— What you will do —
Every line below that mentions the word "horse" should be copied out.

— Provided records —
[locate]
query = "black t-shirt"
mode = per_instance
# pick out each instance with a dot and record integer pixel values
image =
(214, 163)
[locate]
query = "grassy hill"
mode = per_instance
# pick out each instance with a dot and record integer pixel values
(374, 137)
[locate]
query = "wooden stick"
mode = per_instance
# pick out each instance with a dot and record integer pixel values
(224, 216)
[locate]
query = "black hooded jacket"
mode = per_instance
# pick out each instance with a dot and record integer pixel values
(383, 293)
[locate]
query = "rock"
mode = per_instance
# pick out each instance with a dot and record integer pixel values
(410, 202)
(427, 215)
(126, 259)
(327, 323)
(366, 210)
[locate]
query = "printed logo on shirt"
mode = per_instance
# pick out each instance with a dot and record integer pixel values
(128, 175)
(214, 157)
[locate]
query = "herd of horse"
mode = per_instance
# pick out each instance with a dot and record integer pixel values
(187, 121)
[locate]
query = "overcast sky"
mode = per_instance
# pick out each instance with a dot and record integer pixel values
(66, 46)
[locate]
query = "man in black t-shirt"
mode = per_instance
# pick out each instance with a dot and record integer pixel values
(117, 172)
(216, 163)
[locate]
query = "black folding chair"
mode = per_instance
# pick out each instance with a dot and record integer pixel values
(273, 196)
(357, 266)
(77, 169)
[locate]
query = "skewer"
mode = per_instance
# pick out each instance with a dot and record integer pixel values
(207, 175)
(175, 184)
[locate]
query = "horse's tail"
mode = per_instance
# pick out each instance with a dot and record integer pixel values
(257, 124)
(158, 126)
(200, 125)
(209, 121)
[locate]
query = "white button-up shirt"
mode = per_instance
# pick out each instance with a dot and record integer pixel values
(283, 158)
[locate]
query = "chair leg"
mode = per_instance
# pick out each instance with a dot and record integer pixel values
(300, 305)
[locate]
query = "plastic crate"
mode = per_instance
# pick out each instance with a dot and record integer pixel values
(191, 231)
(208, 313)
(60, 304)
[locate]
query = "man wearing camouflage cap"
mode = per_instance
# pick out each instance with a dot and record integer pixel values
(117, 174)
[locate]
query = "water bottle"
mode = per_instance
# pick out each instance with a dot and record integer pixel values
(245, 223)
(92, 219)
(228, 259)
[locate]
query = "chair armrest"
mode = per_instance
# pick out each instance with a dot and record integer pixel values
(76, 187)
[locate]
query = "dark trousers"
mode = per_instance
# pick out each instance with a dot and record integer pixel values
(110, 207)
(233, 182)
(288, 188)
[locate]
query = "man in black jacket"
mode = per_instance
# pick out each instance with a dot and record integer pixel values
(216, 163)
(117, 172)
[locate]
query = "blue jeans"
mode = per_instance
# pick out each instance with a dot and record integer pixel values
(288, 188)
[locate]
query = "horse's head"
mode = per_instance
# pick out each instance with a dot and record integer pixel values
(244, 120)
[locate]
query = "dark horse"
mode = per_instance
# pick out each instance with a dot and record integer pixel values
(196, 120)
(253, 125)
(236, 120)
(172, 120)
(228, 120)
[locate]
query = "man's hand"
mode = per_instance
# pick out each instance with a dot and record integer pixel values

— Output of the task —
query = "herd of horse"
query = "horse's tail"
query = "horse's head"
query = "dark horse"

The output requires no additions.